## What to work on
Quote each line exactly, from the line that contains "TARGET: shrine roof" down to the last line of the listing, and no other lines.

Dataset excerpts on object pointing:
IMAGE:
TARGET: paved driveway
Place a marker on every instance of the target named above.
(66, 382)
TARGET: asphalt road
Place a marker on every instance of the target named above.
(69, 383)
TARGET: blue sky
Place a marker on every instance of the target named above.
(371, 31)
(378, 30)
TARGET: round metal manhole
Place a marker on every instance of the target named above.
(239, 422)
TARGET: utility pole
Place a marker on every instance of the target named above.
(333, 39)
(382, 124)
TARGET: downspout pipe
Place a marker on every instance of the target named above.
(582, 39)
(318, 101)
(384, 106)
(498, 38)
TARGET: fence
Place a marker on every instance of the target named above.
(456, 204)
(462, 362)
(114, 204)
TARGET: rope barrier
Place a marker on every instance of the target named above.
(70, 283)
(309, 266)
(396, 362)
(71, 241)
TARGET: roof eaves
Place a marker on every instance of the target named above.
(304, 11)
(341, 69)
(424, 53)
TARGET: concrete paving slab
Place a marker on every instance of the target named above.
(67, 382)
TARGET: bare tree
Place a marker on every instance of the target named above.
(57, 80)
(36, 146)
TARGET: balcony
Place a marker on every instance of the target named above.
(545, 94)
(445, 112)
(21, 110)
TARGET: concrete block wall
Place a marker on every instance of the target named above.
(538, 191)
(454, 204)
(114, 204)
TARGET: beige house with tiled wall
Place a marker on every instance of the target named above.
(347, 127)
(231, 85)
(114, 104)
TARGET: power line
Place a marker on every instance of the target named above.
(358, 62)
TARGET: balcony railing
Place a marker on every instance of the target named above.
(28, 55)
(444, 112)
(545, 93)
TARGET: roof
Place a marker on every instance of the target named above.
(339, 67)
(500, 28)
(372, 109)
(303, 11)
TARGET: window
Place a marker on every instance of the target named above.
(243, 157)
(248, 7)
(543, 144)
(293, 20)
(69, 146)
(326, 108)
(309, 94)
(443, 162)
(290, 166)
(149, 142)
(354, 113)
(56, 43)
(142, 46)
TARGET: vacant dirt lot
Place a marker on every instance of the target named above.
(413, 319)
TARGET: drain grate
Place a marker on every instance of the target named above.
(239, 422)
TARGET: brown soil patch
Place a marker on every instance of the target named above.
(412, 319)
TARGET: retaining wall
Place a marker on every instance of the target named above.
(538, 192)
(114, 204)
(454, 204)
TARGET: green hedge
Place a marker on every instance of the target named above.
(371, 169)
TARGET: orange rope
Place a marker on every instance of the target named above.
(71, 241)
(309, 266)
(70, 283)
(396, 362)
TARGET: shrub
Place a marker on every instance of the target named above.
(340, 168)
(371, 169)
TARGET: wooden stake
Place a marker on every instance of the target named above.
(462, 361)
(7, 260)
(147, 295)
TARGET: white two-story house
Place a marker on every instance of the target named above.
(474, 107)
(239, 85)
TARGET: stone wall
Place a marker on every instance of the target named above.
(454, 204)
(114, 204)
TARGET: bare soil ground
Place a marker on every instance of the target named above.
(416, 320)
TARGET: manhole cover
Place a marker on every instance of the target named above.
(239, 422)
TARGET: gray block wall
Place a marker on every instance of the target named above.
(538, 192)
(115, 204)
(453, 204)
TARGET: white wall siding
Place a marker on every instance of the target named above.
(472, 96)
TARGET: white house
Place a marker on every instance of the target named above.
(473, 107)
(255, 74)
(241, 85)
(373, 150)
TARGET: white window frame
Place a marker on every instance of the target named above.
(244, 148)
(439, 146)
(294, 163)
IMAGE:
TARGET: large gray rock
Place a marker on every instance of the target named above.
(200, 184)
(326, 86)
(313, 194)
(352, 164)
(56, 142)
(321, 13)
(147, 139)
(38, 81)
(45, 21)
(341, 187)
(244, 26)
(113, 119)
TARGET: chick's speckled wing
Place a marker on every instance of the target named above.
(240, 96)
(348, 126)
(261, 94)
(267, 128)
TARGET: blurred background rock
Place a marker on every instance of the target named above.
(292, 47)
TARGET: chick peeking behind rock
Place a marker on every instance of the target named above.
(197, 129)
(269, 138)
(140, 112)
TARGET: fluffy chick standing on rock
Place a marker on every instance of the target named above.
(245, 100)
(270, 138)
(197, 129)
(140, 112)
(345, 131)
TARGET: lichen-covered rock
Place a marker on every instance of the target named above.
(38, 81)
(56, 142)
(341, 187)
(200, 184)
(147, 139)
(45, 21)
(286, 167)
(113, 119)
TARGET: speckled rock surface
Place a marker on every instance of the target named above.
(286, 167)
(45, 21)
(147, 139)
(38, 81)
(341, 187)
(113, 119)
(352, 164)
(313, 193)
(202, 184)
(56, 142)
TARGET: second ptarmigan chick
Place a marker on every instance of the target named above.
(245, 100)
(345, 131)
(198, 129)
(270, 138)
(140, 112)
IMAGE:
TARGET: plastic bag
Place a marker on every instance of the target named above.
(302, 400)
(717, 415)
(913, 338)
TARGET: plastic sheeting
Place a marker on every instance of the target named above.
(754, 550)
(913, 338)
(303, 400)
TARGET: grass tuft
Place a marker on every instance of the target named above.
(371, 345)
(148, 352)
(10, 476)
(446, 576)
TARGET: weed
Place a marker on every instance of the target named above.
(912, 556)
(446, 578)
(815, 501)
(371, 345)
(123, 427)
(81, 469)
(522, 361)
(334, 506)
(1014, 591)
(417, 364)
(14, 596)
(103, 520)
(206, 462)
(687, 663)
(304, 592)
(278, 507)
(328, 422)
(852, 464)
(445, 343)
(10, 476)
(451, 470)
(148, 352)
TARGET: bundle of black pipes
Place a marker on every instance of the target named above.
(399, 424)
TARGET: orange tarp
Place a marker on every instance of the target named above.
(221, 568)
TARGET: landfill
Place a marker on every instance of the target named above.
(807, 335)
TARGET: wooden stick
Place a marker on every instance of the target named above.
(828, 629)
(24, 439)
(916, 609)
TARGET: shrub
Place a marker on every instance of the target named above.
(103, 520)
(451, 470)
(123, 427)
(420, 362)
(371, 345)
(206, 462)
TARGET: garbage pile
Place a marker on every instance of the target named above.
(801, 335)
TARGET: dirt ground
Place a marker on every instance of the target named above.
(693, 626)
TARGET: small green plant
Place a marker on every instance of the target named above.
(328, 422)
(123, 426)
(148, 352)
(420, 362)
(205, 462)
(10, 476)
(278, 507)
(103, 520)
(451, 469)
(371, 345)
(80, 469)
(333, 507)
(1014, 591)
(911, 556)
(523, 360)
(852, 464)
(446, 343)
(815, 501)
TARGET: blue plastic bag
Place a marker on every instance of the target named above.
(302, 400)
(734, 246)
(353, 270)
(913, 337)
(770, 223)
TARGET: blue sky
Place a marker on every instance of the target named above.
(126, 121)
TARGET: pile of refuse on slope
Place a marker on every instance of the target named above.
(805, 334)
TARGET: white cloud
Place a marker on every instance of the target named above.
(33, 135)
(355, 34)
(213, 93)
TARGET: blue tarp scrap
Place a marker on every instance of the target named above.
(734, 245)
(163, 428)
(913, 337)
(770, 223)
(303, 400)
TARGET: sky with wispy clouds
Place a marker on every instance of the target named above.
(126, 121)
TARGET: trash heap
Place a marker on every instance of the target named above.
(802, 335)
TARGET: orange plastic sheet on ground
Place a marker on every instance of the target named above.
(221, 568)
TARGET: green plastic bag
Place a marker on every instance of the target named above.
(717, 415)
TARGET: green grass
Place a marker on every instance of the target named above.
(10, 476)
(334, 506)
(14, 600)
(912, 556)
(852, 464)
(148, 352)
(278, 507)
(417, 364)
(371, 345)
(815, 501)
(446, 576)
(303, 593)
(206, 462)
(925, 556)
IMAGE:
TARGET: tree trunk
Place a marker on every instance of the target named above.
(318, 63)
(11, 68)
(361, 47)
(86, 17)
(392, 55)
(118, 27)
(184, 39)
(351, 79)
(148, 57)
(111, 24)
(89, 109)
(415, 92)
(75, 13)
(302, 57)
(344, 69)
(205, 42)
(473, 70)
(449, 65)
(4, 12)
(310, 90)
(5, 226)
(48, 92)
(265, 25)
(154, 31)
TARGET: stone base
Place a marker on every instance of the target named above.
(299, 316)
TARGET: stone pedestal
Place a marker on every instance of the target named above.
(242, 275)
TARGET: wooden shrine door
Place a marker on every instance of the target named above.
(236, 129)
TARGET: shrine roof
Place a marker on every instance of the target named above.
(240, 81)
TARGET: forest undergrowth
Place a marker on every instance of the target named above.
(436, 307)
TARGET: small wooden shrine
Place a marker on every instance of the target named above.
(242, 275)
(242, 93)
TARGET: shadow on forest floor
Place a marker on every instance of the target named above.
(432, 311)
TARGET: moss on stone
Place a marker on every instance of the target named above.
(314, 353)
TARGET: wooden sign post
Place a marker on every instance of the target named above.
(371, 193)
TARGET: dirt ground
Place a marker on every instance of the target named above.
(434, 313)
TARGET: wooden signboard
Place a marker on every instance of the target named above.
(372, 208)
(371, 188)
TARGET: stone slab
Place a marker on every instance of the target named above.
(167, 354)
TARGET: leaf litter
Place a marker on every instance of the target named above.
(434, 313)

## Solution for this exercise
TARGET: shrine roof
Place a marker on every instance of the target named above.
(240, 81)
TARGET: forest undergrowth
Place a marker on every instance of the target named above.
(436, 307)
TARGET: small wooden shrine
Place a marker on every instance of the target named above.
(242, 275)
(242, 93)
TARGET: shadow on forest floor
Place a marker on every instance of the target named above.
(432, 311)
TARGET: moss on stone
Place a marker on every instance of the target named above.
(314, 353)
TARGET: wooden sign post
Place a marker on every instance of the target named above.
(371, 193)
TARGET: dirt ground
Place a marker on every instance of the target named above.
(434, 313)
TARGET: wooden signboard
Place a marker on every instance of the target named above.
(372, 208)
(371, 188)
TARGET: stone slab
Place a marker on every instance of the target named above.
(167, 354)
TARGET: leaf litter
Place a marker on every instance of the target named above.
(434, 313)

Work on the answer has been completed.